**Extract provided**:
■ ■ ■ ■
What do other people see when they look at Christians? Do they see people who are tired, withered, just hanging on to spiritual life? Or do they see people with a living, growing, vibrant faith? If we resemble grass rather than trees, is it any wonder that people do not find themselves drawn to our faith?

There is a great void in our world today, people feel a lack of hope, a lack of purpose, and they try to fill that void with things and activities that do not give them hope or purpose. We believe we have the answer, but it doesn’t seem that anyone is interested. Perhaps what we need is not better techniques of evangelism, but a revitalized faith in our own lives.

“The grass withereth, the flower fadeth: but the word of our God shall stand for ever” (Isaiah 40:8). Some folks think they are getting deep into the Word when they are really following a man-made interpretation of a small part of the Word and ignoring the rest. Such teachings are grass, they will fade and they provide no meaningful nourishment.

“All Scripture is given by inspiration of God, and is profitable for doctrine, for reproof, for correction, for instruction in righteousness” (1 Timothy 3:16). So let’s read it all, even the passages that are difficult, that trouble our hearts. Reproof and correction are necessary for spiritual growth and vitality.

To be revitalized we need to drink deeply of the water of life, the Word of God. Superficial reading won’t do it. Reading only brief, familiar passages in a haphazard way, never getting to know the context and the background of those passages, is like depending upon brief drizzles of rain. They won’t sustain us in the heat of the day.

May we appear as an oasis in the desert of this world, not just part of the arid landscape, but a sign of hope.

The farmer and the salesman

Once upon a time there were two Bible study groups, one led by a farmer and the other by a salesman. Both groups studied the same portions of Scripture, but the discussions were not at all the same.

The farmer spent his days alone, driving a tractor up and down the fields or repairing the fence around his pasture. When he came to Bible study he was ready to talk. Any time there was a gap in the discussion he filled the time with philosophical musings about life that had come to him while he was alone or with something interesting that he had read. Nobody could think of much to say about the Bile passage, except to repeat a few platitudes they had all heard before.

The folks in the farmer’s class went home feeling they had reaffirmed what they already believed about the Scripture and didn’t think much more about it during the following week. Their spiritual lives continued to unfold along a predictable path without many challenges.

The salesman did not have a product to sell and didn’t see any need to sell himself. As a salesman he understood that the way to begin was to find out what people needed. So he would ask a question or two and let others think about it. He was comfortable with quiet moments in the discussion and never tried to fill them with chatter that would distract from searching for the meaning and application of the Scripture. Others in the class felt comfortable sharing their own thoughts and questions.
■ ■ ■ ■
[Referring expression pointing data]
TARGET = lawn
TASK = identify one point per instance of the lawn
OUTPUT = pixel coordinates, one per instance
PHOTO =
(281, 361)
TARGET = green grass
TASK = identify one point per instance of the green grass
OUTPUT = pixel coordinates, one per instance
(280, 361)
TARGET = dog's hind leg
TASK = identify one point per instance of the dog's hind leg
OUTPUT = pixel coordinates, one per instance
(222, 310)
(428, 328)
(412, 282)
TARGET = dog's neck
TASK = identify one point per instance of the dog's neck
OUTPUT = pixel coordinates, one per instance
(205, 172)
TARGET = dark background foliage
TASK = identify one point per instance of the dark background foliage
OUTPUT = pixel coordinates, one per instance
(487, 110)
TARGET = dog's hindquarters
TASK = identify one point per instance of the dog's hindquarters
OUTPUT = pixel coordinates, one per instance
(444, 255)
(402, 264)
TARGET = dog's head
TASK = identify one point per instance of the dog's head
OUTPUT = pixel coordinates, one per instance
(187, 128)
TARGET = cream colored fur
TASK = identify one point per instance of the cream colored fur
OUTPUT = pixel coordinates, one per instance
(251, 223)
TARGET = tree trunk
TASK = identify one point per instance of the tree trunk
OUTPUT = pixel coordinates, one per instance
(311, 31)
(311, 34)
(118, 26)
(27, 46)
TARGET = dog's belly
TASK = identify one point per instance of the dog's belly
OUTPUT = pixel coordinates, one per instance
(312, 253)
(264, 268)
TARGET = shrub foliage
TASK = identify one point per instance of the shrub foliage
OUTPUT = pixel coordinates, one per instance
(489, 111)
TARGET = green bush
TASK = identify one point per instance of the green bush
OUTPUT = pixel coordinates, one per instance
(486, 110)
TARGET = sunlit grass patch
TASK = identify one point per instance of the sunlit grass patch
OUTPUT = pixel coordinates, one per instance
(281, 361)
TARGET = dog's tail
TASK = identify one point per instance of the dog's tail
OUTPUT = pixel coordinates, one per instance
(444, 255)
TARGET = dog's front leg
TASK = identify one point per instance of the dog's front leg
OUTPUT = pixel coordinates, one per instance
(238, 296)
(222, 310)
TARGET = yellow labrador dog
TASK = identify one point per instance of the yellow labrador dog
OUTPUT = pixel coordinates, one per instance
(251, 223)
■ ■ ■ ■
**Work instruction 1**: In the devotional piece, why should readers read all of Scripture, even the difficult passages that trouble their hearts? Answer in one to three sentences.
**Work instruction 2**: Decide whether each statement agrees with the devotional piece, answering yes or no and quoting the deciding words: (a) The farmer's group and the salesman's group studied different portions of Scripture. (b) The salesman was comfortable with quiet moments in the discussion. (c) The piece suggests that better techniques of evangelism may be what is needed.
**Work instruction 3**: Please write out the devotional piece from "The farmer spent" to "without many challenges.".
This material has no connection to the devotional piece.

**Solution 1**: Scripture is profitable for reproof and correction, and reproof and correction are necessary for spiritual growth and vitality.

**Solution 2**:
(a) No: "Both groups studied the same portions of Scripture"
(b) Yes: "He was comfortable with quiet moments in the discussion"
(c) No: "Perhaps what we need is not better techniques of evangelism, but a revitalized faith in our own lives."

**Solution 3**:
The farmer spent his days alone, driving a tractor up and down the fields or repairing the fence around his pasture. When he came to Bible study he was ready to talk. Any time there was a gap in the discussion he filled the time with philosophical musings about life that had come to him while he was alone or with something interesting that he had read. Nobody could think of much to say about the Bile passage, except to repeat a few platitudes they had all heard before.

The folks in the farmer’s class went home feeling they had reaffirmed what they already believed about the Scripture and didn’t think much more about it during the following week. Their spiritual lives continued to unfold along a predictable path without many challenges.